• [TASK ITEM A]: In the blog post, update the passage that begins at the words containing "A Grenfell-style mat by ____" and ends after "coming and going.", swapping "Harvey House Museum" for "museum".
• [TASK ITEM B]: Condense the paragraph of the blog post that opens with "Speaking about creativity" into a shorter version that keeps its main facts.

• [DOCUMENT EXCERPT]:
______________________________

Many of us attending Artful Threads powerfully desired this hand-painted silk scarf.
Many of us attending Artful Threads powerfully desired this silk scarf hand painted by Cheri Reckers.

 

Speaking about creativity – we were, yes? – lately I’ve been noticing a LOT of synchronicity going on. Two weeks ago, three AWAG (guild) members and I headed off to Tucson for the hook-in down that way. Last weekend, I participated in a hooking demo at Artful Threads with creative women in Belen, New Mexico. Various fiber arts were demonstrated in one of the cooler sites I’ve visited since moving here.

A Grenfell-style mat by ____ offered at Artful Threads as a raffle gift.
A Grenfell-style mat by Vi Darcy offered at Artful Threads as a raffle gift.

 

 

There was a ginormous rail yard next to the Harvey House Museum where we were. This week there’s a fiber sale happening as part of Artful Threads; I’m taking Tom with me if only so that he can see more of the state we now call home . He’ll love all the trains coming and going.

Meanwhile, I’m seeing all kinds of creativity memes and such on Facebook. Just today I saw this from writer Julia Cameron:

As artists, the creative dream we move toward is often visible to us– but invisible to those around us.

______________________________

• [Stored data entries]:
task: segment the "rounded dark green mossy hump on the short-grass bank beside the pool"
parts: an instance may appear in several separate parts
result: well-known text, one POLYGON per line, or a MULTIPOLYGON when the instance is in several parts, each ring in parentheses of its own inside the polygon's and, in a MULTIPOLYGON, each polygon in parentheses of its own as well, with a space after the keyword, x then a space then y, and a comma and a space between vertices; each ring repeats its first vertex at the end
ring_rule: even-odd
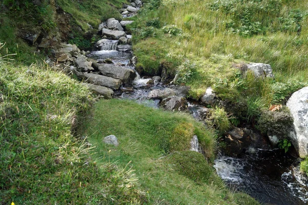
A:
POLYGON ((174 152, 167 160, 176 171, 196 182, 207 181, 213 173, 204 156, 195 151, 174 152))

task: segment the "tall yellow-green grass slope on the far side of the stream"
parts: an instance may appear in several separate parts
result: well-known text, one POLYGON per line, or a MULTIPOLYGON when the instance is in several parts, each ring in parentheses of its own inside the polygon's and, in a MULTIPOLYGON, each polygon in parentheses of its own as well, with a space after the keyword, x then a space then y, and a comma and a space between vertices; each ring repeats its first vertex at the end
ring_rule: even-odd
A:
MULTIPOLYGON (((262 109, 284 104, 292 92, 308 85, 306 53, 308 7, 305 1, 206 0, 148 1, 134 28, 134 51, 149 73, 162 63, 191 87, 189 97, 198 100, 211 86, 243 121, 254 121, 262 109), (157 5, 160 2, 159 7, 157 5), (159 19, 162 28, 143 35, 159 19), (152 51, 159 49, 160 52, 152 51), (149 57, 151 56, 151 57, 149 57), (191 74, 185 67, 196 65, 191 74), (275 79, 243 77, 239 65, 270 64, 275 79), (189 77, 187 77, 189 76, 189 77)), ((171 75, 172 76, 172 75, 171 75)))

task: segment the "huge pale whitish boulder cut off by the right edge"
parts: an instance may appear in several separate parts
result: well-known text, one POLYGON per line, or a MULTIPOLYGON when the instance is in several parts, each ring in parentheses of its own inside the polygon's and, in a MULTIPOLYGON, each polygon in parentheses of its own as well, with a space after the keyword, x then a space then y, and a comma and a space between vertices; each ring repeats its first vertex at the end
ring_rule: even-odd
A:
POLYGON ((286 106, 294 117, 289 137, 301 158, 308 156, 308 87, 292 94, 286 106))

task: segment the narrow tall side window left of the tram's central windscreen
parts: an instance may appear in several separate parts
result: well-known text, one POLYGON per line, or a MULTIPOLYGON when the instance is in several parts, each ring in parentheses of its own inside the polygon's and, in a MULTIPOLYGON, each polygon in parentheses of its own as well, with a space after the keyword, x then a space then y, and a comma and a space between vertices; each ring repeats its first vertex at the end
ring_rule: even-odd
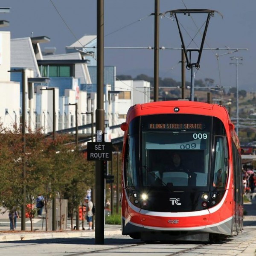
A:
POLYGON ((130 136, 127 148, 126 148, 126 186, 134 187, 137 186, 137 175, 136 175, 136 138, 130 136))

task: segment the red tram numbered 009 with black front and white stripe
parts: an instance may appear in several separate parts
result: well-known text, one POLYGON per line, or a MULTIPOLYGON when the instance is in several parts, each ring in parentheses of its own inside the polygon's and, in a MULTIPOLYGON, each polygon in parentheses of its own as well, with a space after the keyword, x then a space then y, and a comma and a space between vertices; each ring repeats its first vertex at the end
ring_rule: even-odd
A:
POLYGON ((211 241, 242 231, 240 145, 226 108, 138 104, 121 128, 123 235, 211 241), (172 168, 177 154, 182 168, 172 168))

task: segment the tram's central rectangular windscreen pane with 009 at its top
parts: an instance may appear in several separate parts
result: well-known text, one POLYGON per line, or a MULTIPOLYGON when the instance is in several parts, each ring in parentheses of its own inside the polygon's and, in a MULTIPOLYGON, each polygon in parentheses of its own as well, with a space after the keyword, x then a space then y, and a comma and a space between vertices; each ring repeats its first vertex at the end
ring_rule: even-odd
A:
POLYGON ((209 132, 143 132, 144 186, 207 186, 209 132))

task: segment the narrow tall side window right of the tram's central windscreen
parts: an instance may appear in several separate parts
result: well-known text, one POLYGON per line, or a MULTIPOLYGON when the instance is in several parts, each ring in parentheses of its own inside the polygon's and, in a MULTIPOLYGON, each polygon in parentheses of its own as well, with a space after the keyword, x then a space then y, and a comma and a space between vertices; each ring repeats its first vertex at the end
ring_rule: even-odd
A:
POLYGON ((228 154, 226 137, 215 137, 215 165, 213 186, 217 189, 224 189, 227 181, 228 154))

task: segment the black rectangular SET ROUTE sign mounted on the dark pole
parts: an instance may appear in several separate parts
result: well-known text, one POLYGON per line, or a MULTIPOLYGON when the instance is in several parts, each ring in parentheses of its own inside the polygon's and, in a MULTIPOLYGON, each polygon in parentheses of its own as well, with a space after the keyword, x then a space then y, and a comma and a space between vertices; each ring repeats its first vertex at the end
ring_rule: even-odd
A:
POLYGON ((87 160, 112 160, 112 143, 111 142, 88 142, 87 143, 87 160))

______________________________

• [WRITTEN REPLY A]:
A Grenfell-style mat by ____ offered at Artful Threads as a raffle gift.
A Grenfell-style mat by Vi Darcy offered at Artful Threads as a raffle gift.

 

 

There was a ginormous rail yard next to the museum where we were. This week there’s a fiber sale happening as part of Artful Threads; I’m taking Tom with me if only so that he can see more of the state we now call home . He’ll love all the trains coming and going.

• [WRITTEN REPLY B]: Lately I've noticed a lot of synchronicity around creativity. Two weeks ago, three AWAG (guild) members and I went to the hook-in in Tucson. Last weekend, I took part in a hooking demo at Artful Threads with creative women in Belen, New Mexico. Various fiber arts were demonstrated there, at one of the cooler sites I've visited since moving here.